## Fragmento citado
+ + + + +
Mutatis mutandis, lo que sucede hogaño en el terreno axiológico, esto es, la ya referida condición de inseguridad, escepticismo y desconfianza de que adolece el espíritu moderno, era también, -por mucho que pueda semejante paralelo provocar perplejidad-, el timbre y tono existencial de la época que le tocó vivir a Baltasar Gracián bajo la sombra de un imperio español en franca descomposición y decadencia.

Al desencanto producido por una realidad social irredimible, inmanejable, opone el áspero cálamo del jesuita la única carta que en la manga traía: su pensamiento y su palabra. De pareja tensión entre el hecho y la idea aflora ese estilo cortante de frases breves y parcos enunciados cuya eficacia retórica, cifrada en el poder de síntesis del apotegma, no consigue ocultar casi nunca la penosa sensación de laboriosidad y artificio del sentencioso discurrir.

Y es que en punto a expresión literaria, la etapa histórica en que fuera gestada El arte de la prudencia –primera mitad del siglo XVII- podía prestarse a cualquier cosa, salvo a un ejercicio de naturalidad. El amaneramiento, la afectación, (estética que acude con abrumadora insistencia a figuras retóricas tales como la antítesis, el contraste, el paralelismo, el equívoco, la anfibología, la paronomasia, el calambur, etcétera.) no es tendencia exclusiva de Baltasar Gracián –aunque sea él quizás su más extremoso cultivador-, sino ideal literario de un período barroco en el que las más eminentes plumas y las cabezas más insignes, de alguna forma ensayan suplir con lúdica y efectismo verbal la realidad decepcionante, a toda mejora refractaria, que contemplaban sus pupilas.

Empero, la abundancia de tropos y figuras, el retorcimiento y sutileza de la frase, recursos que, a trechos, tornan la lectura de Gracián ingrata y fatigosa, no debe impedirnos reconocer su aguda capacidad de observación, extraordinaria concisión aforística y singular fuerza expresiva.

Como para gustos se hicieron los colores, según reza el conocido proverbio, toparemos siempre con lectores –no pocas veces cultos e inteligentes- para quienes el autor de El arte de la prudencia obra al modo de un revulsivo escasamente apetecible. Es lo que ocurre, nada más y nada menos, que con Jorge Luis Borges. En efecto, hemos de tener por cosa averiguada que el magno escritor argentino aborrecía el estilo de don Baltasar, al punto de que, en posdata con la que cierra su perspicuo cuanto original ensayo sobre Francisco de Quevedo, asienta, con apodíctico ademán: “Quevedo inicia la declinación de la literatura española que tuvo tan generoso principio. Luego vendría la caricatura, Gracián.”… Y ha sido sobradamente comentado el poema de su autoría que lleva por encabezamiento “Baltasar Gracián”, texto que hospeda en las páginas del esencial libro de versos El otro, el mismo. Allí, con despiadada ironía, juzga Borges al maestro del conceptismo español del modo que sigue: “Laberintos, retruécanos, emblemas, / Helada y laboriosa nadería, / Fue para este jesuita la poesía, / Reducida por él a estratagemas. // No hubo música en su alma; sólo un vano / Herbario de metáforas y argucias / Y la veneración de las astucias / Y el desdén de lo humano y sobrehumano.”
+ + + + +
[Datos de localización de puntos]
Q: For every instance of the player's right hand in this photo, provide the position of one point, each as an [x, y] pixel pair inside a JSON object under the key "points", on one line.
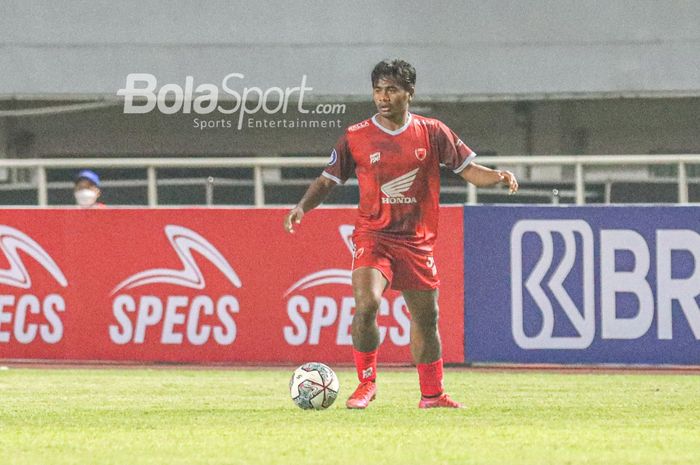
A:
{"points": [[294, 216]]}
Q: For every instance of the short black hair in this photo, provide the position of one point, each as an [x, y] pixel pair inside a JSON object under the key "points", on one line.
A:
{"points": [[399, 70]]}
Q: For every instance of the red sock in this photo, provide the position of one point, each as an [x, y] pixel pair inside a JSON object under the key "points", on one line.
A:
{"points": [[366, 365], [430, 378]]}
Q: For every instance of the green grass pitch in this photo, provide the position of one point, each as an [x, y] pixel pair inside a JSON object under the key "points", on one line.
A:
{"points": [[191, 416]]}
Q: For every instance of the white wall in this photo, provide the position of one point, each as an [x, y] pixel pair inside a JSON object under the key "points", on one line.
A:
{"points": [[464, 49]]}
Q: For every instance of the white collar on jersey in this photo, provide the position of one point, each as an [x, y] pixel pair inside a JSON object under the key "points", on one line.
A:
{"points": [[395, 132]]}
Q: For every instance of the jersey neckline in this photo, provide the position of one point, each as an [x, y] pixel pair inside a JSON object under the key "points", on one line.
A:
{"points": [[395, 132]]}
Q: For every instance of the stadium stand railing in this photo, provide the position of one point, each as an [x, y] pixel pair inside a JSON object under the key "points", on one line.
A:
{"points": [[259, 181]]}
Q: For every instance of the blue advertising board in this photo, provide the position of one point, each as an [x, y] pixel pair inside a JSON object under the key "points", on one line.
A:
{"points": [[582, 285]]}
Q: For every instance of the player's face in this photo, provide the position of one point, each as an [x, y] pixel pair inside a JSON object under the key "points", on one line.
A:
{"points": [[391, 99]]}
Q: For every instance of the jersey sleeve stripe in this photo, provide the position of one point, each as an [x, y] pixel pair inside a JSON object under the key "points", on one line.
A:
+ + + + +
## Consigna
Reescribe de forma más breve el párrafo del fragmento que comienza con «Y es que en punto a expresión literaria», sin perder sus datos principales.

## Solución
El arte de la prudencia se gestó en la primera mitad del siglo XVII, una época que se prestaba a cualquier cosa menos a la naturalidad. El amaneramiento y la afectación recurrían a figuras como la antítesis, el contraste, el paralelismo, el equívoco, la anfibología, la paronomasia y el calambur. No eran exclusivos de Gracián, aunque quizá fue su cultivador más extremoso. Eran el ideal literario del Barroco, cuyos autores más eminentes intentaban suplir con juego y efectismo verbal una realidad decepcionante y refractaria a toda mejora.